GOAL: Repeat the listing below line for line, copying every character without change.

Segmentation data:
☆ ☆ ☆ ☆ ☆ ☆ ☆

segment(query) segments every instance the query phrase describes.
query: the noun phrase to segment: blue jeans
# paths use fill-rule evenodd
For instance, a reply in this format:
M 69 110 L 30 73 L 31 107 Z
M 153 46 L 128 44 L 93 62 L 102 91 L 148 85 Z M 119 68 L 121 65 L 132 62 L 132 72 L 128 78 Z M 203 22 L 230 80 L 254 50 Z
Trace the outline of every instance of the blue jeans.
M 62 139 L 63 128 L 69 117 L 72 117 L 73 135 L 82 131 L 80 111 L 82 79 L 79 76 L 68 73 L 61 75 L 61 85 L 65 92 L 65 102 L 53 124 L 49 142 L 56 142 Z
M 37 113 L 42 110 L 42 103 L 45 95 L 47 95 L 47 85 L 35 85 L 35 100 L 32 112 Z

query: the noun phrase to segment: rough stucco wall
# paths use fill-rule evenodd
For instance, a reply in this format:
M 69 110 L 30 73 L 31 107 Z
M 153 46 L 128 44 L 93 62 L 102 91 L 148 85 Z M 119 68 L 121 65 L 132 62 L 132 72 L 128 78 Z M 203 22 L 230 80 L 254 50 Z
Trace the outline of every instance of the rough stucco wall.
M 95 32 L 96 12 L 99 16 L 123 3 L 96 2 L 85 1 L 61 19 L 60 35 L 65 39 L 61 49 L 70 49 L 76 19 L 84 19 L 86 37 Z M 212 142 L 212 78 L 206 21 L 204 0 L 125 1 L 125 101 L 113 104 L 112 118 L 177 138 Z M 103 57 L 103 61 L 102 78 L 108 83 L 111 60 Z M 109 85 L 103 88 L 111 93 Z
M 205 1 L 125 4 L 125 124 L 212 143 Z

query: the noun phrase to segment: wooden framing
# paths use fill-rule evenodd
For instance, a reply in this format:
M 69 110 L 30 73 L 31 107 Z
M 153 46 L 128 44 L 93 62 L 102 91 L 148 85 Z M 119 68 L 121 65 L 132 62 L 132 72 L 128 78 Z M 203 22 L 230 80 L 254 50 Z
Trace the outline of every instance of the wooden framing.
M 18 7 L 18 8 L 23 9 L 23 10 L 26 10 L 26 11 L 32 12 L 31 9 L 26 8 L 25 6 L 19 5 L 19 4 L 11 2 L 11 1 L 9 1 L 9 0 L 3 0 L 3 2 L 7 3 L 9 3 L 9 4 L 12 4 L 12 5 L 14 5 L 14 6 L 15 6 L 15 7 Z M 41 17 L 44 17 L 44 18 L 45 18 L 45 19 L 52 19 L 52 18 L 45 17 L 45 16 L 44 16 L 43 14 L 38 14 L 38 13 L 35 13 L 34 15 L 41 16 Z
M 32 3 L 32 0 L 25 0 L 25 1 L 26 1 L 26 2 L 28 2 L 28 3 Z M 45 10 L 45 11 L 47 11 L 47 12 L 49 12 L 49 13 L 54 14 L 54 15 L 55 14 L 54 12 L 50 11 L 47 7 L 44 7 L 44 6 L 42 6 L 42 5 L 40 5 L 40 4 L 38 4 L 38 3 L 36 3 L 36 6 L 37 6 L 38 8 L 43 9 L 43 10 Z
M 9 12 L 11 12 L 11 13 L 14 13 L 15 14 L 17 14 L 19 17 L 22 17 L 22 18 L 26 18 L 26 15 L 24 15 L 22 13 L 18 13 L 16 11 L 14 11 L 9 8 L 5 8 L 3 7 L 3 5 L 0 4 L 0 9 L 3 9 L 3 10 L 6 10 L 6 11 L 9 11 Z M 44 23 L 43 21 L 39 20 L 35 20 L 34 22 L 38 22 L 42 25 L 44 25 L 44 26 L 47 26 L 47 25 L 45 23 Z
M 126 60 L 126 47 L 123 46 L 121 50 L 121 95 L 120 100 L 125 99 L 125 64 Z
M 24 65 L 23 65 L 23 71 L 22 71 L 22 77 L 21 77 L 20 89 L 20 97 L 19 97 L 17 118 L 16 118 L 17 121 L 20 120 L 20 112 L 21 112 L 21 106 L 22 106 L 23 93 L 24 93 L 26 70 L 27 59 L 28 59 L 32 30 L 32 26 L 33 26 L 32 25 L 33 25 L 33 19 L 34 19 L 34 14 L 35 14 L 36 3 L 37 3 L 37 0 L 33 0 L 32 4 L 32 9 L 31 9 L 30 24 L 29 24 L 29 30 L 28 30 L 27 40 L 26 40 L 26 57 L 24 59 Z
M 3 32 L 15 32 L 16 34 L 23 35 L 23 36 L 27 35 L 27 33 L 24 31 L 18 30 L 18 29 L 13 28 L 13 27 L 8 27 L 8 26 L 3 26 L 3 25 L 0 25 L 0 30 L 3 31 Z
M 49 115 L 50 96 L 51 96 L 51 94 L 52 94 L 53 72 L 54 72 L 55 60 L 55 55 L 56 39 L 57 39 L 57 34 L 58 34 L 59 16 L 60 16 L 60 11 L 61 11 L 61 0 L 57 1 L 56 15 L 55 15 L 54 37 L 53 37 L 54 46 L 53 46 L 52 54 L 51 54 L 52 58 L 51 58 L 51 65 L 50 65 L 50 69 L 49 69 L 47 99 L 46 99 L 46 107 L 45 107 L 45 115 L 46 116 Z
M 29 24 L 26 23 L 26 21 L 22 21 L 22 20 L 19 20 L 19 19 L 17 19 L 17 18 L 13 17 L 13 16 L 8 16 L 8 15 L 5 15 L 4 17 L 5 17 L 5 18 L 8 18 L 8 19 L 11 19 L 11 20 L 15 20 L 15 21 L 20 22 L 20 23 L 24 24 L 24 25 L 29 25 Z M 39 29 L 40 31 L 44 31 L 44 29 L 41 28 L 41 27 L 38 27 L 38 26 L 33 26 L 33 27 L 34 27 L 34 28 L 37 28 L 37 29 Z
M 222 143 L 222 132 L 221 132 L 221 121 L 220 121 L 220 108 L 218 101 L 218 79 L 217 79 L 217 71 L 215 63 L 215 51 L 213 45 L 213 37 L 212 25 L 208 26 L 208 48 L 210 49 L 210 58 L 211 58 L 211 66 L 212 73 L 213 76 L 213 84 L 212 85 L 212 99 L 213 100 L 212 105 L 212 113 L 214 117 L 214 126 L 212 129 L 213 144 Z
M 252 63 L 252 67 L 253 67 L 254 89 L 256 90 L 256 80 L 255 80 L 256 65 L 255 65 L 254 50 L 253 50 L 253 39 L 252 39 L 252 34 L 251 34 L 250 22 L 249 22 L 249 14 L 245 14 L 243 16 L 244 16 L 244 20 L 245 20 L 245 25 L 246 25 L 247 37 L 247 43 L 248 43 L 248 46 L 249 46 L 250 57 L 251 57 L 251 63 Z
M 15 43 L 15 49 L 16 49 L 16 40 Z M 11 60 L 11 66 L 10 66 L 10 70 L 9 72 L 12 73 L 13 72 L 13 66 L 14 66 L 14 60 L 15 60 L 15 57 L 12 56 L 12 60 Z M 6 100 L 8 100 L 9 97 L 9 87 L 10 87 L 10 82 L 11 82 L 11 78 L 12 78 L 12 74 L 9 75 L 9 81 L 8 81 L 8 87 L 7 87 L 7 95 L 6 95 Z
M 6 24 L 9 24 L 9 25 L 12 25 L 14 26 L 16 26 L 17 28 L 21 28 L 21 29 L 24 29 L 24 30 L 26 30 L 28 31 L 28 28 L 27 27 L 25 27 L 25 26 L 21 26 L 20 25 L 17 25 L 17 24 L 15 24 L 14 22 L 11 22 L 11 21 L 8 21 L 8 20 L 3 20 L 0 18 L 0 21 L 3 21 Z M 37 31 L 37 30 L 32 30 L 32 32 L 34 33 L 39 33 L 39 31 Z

☆ ☆ ☆ ☆ ☆ ☆ ☆

WRITTEN SOLUTION:
segment(query) segments every instance the query phrase describes.
query: the noun phrase to segment: blue jeans
# paths use fill-rule evenodd
For instance, a reply in this format:
M 69 110 L 30 73 L 31 107 Z
M 153 46 L 128 44 L 93 62 L 102 91 L 148 85 Z M 119 68 L 121 65 L 132 62 L 132 72 L 128 78 Z M 203 22 L 230 80 L 254 50 Z
Trace the outline of every instance of the blue jeans.
M 62 139 L 63 128 L 69 117 L 72 117 L 73 135 L 82 131 L 80 111 L 82 79 L 79 76 L 68 73 L 61 75 L 61 85 L 65 92 L 65 102 L 53 124 L 49 142 L 56 142 Z
M 37 113 L 42 110 L 42 103 L 45 95 L 47 95 L 47 85 L 35 85 L 35 100 L 32 112 Z

query: the noun phrase to segment: rough stucco wall
# paths use fill-rule evenodd
For instance, a reply in this format:
M 69 110 L 30 73 L 31 107 Z
M 153 46 L 128 44 L 93 62 L 102 91 L 148 85 Z M 119 68 L 121 65 L 132 62 L 132 72 L 128 78 Z M 203 22 L 230 80 L 254 50 Z
Trace the outline of every instance of the rough stucco wall.
M 95 32 L 96 12 L 99 16 L 123 3 L 96 2 L 85 1 L 61 19 L 60 35 L 65 39 L 61 49 L 70 49 L 76 19 L 84 19 L 86 37 Z M 212 142 L 212 78 L 206 21 L 204 0 L 125 1 L 125 101 L 113 104 L 112 118 L 177 138 Z M 103 57 L 103 61 L 102 78 L 108 83 L 111 60 Z M 109 85 L 103 88 L 111 93 Z
M 205 1 L 125 4 L 125 124 L 212 143 Z

query: the noun phrase to segment: wooden framing
# paths use fill-rule evenodd
For instance, a reply in this format:
M 69 110 L 30 73 L 31 107 Z
M 153 46 L 128 44 L 93 62 L 102 91 L 148 85 Z M 119 68 L 121 65 L 132 62 L 132 72 L 128 78 Z M 203 22 L 230 80 L 254 50 Z
Trace the outline of every instance of the wooden framing.
M 18 7 L 18 8 L 23 9 L 23 10 L 26 10 L 26 11 L 32 12 L 31 9 L 26 8 L 25 6 L 19 5 L 19 4 L 11 2 L 11 1 L 9 1 L 9 0 L 3 0 L 3 2 L 7 3 L 9 3 L 9 4 L 12 4 L 12 5 L 14 5 L 14 6 L 15 6 L 15 7 Z M 41 17 L 44 17 L 44 18 L 45 18 L 45 19 L 52 19 L 52 18 L 45 17 L 45 16 L 44 16 L 43 14 L 38 14 L 38 13 L 35 13 L 34 15 L 41 16 Z
M 32 3 L 32 0 L 25 0 L 25 1 L 26 1 L 26 2 L 28 2 L 28 3 Z M 45 10 L 45 11 L 47 11 L 47 12 L 49 12 L 49 13 L 54 14 L 54 15 L 55 14 L 54 12 L 50 11 L 47 7 L 44 7 L 44 6 L 42 6 L 42 5 L 40 5 L 40 4 L 38 4 L 38 3 L 36 3 L 36 6 L 37 6 L 38 8 L 43 9 L 43 10 Z
M 9 12 L 11 12 L 11 13 L 14 13 L 15 14 L 17 14 L 19 17 L 22 17 L 22 18 L 26 18 L 26 15 L 24 15 L 22 13 L 18 13 L 16 11 L 14 11 L 9 8 L 5 8 L 3 7 L 3 5 L 0 4 L 0 9 L 3 9 L 3 10 L 6 10 L 6 11 L 9 11 Z M 44 23 L 43 21 L 39 20 L 35 20 L 34 22 L 38 22 L 42 25 L 44 25 L 44 26 L 47 26 L 47 25 L 45 23 Z
M 126 60 L 126 47 L 123 46 L 121 50 L 121 95 L 120 100 L 125 99 L 125 64 Z
M 24 65 L 23 65 L 23 71 L 22 71 L 22 77 L 21 77 L 20 89 L 20 97 L 19 97 L 17 118 L 16 118 L 17 121 L 20 120 L 20 112 L 21 112 L 21 106 L 22 106 L 23 93 L 24 93 L 26 70 L 27 59 L 28 59 L 32 30 L 32 26 L 33 26 L 32 25 L 33 25 L 33 19 L 34 19 L 34 14 L 35 14 L 36 3 L 37 3 L 37 0 L 33 0 L 32 4 L 32 9 L 31 9 L 30 24 L 29 24 L 29 30 L 28 30 L 27 40 L 26 40 L 26 57 L 24 59 Z
M 3 32 L 15 32 L 16 34 L 23 35 L 23 36 L 27 35 L 27 33 L 24 31 L 18 30 L 18 29 L 13 28 L 13 27 L 8 27 L 8 26 L 3 26 L 3 25 L 0 25 L 0 30 L 3 31 Z
M 49 115 L 50 96 L 51 96 L 51 94 L 52 94 L 53 72 L 54 72 L 55 60 L 55 55 L 56 39 L 57 39 L 57 34 L 58 34 L 59 16 L 60 16 L 60 11 L 61 11 L 61 0 L 57 1 L 56 15 L 55 15 L 54 37 L 53 37 L 54 46 L 53 46 L 52 54 L 51 54 L 52 58 L 51 58 L 51 65 L 50 65 L 50 69 L 49 69 L 47 99 L 46 99 L 46 107 L 45 107 L 45 115 L 46 116 Z
M 29 24 L 26 23 L 26 21 L 22 21 L 22 20 L 19 20 L 19 19 L 17 19 L 17 18 L 13 17 L 13 16 L 8 16 L 8 15 L 5 15 L 4 17 L 5 17 L 5 18 L 8 18 L 8 19 L 11 19 L 11 20 L 15 20 L 15 21 L 20 22 L 20 23 L 24 24 L 24 25 L 29 25 Z M 39 29 L 40 31 L 44 31 L 44 29 L 41 28 L 41 27 L 38 27 L 38 26 L 33 26 L 33 27 L 34 27 L 34 28 L 37 28 L 37 29 Z
M 222 143 L 222 132 L 221 132 L 221 121 L 220 121 L 220 108 L 218 101 L 218 79 L 217 79 L 217 71 L 215 63 L 215 51 L 213 45 L 213 37 L 212 25 L 208 26 L 208 48 L 210 49 L 210 58 L 211 58 L 211 66 L 212 73 L 213 76 L 213 84 L 212 85 L 212 99 L 213 100 L 212 105 L 212 113 L 214 117 L 214 126 L 212 129 L 213 144 Z
M 252 63 L 252 67 L 253 67 L 254 89 L 256 90 L 256 80 L 255 80 L 256 65 L 255 65 L 254 50 L 253 50 L 253 39 L 252 39 L 252 34 L 251 34 L 250 22 L 249 22 L 249 14 L 245 14 L 243 16 L 244 16 L 244 20 L 245 20 L 245 25 L 246 25 L 247 37 L 247 43 L 248 43 L 248 46 L 249 46 L 250 57 L 251 57 L 251 63 Z
M 15 43 L 15 49 L 16 49 L 16 40 Z M 11 60 L 11 66 L 10 66 L 10 70 L 9 72 L 12 73 L 13 72 L 13 66 L 14 66 L 14 60 L 15 60 L 15 57 L 12 56 L 12 60 Z M 6 100 L 8 100 L 9 97 L 9 87 L 10 87 L 10 82 L 11 82 L 11 78 L 12 78 L 12 74 L 9 75 L 9 81 L 8 81 L 8 87 L 7 87 L 7 95 L 6 95 Z
M 6 24 L 9 24 L 9 25 L 12 25 L 14 26 L 16 26 L 17 28 L 21 28 L 21 29 L 24 29 L 24 30 L 26 30 L 28 31 L 28 28 L 27 27 L 25 27 L 25 26 L 21 26 L 20 25 L 17 25 L 17 24 L 15 24 L 14 22 L 11 22 L 11 21 L 8 21 L 8 20 L 3 20 L 0 18 L 0 21 L 3 21 Z M 37 31 L 37 30 L 32 30 L 32 32 L 34 33 L 39 33 L 39 31 Z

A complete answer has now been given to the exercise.